**Do this:** Print all records exactly, leaving nothing out.

-- Begin Available data --

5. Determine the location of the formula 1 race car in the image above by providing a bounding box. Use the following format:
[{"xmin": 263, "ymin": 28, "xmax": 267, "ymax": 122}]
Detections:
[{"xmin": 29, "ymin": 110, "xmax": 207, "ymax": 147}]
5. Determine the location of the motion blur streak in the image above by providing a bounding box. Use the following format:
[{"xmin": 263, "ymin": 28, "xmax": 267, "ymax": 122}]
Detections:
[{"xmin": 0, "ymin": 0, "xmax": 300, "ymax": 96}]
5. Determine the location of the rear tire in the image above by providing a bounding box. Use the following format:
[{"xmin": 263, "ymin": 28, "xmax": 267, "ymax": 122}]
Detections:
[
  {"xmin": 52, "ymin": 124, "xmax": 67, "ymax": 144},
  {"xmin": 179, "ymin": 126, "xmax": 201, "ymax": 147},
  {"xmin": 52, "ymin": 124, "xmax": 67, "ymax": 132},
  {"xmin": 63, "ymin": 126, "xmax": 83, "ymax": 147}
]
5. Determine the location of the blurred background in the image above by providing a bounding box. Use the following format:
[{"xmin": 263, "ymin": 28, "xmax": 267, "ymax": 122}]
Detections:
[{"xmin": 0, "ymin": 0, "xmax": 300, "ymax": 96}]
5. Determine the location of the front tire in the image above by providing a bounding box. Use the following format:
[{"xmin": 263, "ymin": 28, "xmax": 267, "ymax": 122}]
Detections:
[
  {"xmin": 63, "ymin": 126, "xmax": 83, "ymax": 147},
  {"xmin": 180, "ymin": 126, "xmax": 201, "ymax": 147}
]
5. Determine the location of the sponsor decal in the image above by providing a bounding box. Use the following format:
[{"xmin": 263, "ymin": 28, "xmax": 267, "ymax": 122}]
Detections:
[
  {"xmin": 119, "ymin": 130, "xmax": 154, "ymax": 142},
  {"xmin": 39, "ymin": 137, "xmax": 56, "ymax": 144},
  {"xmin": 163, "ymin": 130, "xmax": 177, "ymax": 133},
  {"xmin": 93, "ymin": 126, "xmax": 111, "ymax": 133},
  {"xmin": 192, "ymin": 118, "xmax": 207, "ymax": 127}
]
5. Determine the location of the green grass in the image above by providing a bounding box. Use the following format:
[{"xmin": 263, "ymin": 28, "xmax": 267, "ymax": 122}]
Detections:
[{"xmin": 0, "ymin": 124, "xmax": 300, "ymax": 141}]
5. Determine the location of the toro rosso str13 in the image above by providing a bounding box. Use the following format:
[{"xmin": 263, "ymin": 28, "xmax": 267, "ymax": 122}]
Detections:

-- End Available data --

**Exercise answer:**
5. Determine the location of the formula 1 race car in the image above by providing a bounding box. Use the following format:
[{"xmin": 263, "ymin": 28, "xmax": 267, "ymax": 122}]
Detections:
[{"xmin": 29, "ymin": 110, "xmax": 207, "ymax": 147}]
5. Determine the location of the motion blur streak in the image above by providing a bounding box. Use the following format:
[{"xmin": 263, "ymin": 28, "xmax": 267, "ymax": 122}]
Detections:
[{"xmin": 0, "ymin": 0, "xmax": 300, "ymax": 96}]
5. Determine the location of the rear tire in the image above by providing a bounding box. Use the following format:
[{"xmin": 263, "ymin": 28, "xmax": 267, "ymax": 122}]
Detections:
[
  {"xmin": 52, "ymin": 124, "xmax": 67, "ymax": 144},
  {"xmin": 179, "ymin": 126, "xmax": 201, "ymax": 147},
  {"xmin": 52, "ymin": 124, "xmax": 67, "ymax": 132},
  {"xmin": 63, "ymin": 126, "xmax": 83, "ymax": 147}
]
5. Determine the location of the blurred background in the image above by providing a bounding box. Use the following format:
[{"xmin": 263, "ymin": 28, "xmax": 267, "ymax": 122}]
Detections:
[{"xmin": 0, "ymin": 0, "xmax": 300, "ymax": 96}]
5. Determine the location of the front tire in the image above by providing a bounding box. Use the following format:
[{"xmin": 263, "ymin": 28, "xmax": 267, "ymax": 122}]
Detections:
[
  {"xmin": 63, "ymin": 126, "xmax": 83, "ymax": 147},
  {"xmin": 180, "ymin": 126, "xmax": 201, "ymax": 147}
]
5. Determine the location of the sponsor decal in the image above by providing a bounding box. Use the following format:
[{"xmin": 263, "ymin": 28, "xmax": 267, "ymax": 122}]
Detections:
[
  {"xmin": 119, "ymin": 130, "xmax": 154, "ymax": 142},
  {"xmin": 39, "ymin": 137, "xmax": 56, "ymax": 144},
  {"xmin": 163, "ymin": 130, "xmax": 177, "ymax": 133},
  {"xmin": 93, "ymin": 126, "xmax": 111, "ymax": 133},
  {"xmin": 192, "ymin": 118, "xmax": 207, "ymax": 127}
]
5. Determine the location of the green grass in the image above by providing a bounding box. Use the following format:
[{"xmin": 263, "ymin": 28, "xmax": 267, "ymax": 122}]
Detections:
[{"xmin": 0, "ymin": 124, "xmax": 300, "ymax": 141}]
5. Determine the location of the toro rosso str13 in the image above by providing a bounding box. Use the following format:
[{"xmin": 263, "ymin": 28, "xmax": 267, "ymax": 122}]
Detections:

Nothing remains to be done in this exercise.